Excerpt:
* START *

Swamiji: You see, when you take food, certain juices in the stomach are secreted. It is a reaction set up by the body, but it is not unpleasant. It is a very pleasant thing. The same secretion can be unpleasant also as in high temperature or vomiting, purging, etc. So every reaction need not necessarily be only unpleasant.
Ashramite: It is not Karmaphala going to him?
Swamiji: Karmaphala does no 'go' to anybody. It is a system of law by which balance is maintained by nature. Any reaction in respect of action is a law operating to maintain the balance which has been disturbed by the action. Every action is the disturbance of the balance that is to be maintained by the reaction that is set up. You are interfering with the thing by your action, whatever you do, and nature can't brook that kind of interference. So it sets up reaction in the direction of that force from where the action has proceeded and then you feel its impact. Every action is a kick that you give to the balance of nature and it gives you another kick back—with equal force. It is thus that it maintains the balance. You don't like the kick coming back, so you call it Prarabdha or Fate and God's unkindness and all that. (Even while speaking, some business is attended to and disposed of.) You can't interfere with nature. The very act of 'doing' implies that you are outside the area (of the law of nature), where you are performing the action. That is why Sankaracharya took up cudgels and ruled out the practicability of action producing a result called Moksha. This is not possible. Moksha is the realisation of your identity with the whole of the atmosphere, and action is the opposite of it. You are denying that identity in every action you are performing. So how can contradictory factors meet and agree with each other?

* END *

What to do:
a – In the Karmaphala dialogue, how does Swamiji define Moksha?
b – Extend the Karmaphala dialogue from its last sentence, keeping the same question-and-answer form.
The listing has no connection to the Karmaphala dialogue.

Provided data:
* START *

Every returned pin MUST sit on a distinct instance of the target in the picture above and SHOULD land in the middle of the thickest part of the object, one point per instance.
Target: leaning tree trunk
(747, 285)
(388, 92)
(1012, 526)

* END *

Responses by task:
a – Moksha is the realisation of your identity with the whole of the atmosphere.

b –
Ashramite: What does it all mean?
Swamiji: In every action, you are positing your independence of nature, whereas in Moksha you annul the so-called independence and become one with it. That is why Sankara said that action cannot bring this result called Moksha. This is why also Shri Krishna said in the XIth Chapter: “Nothing that man does can enable him to see the Cosmic Form. Everything you do is opposed to that law of becoming one with Nature. No charity, no study, no tapas, no philanthropy, nothing that a person does is effective enough to enable a person to even visualise the Cosmic Being.” 'Being' is different from 'becoming'. And every action is a becoming process whereas God is Being, the Supreme Being you call Him. So, unless you become a part of Being, you cannot know what `Being' is Knowing is the same as doing. 'Sat' is 'Chit', and action is opposed to it, unless it ceases to be action and becomes Karma Yoga—when your action becomes a cosmic movement or activity as defined in the Bhagavadgita.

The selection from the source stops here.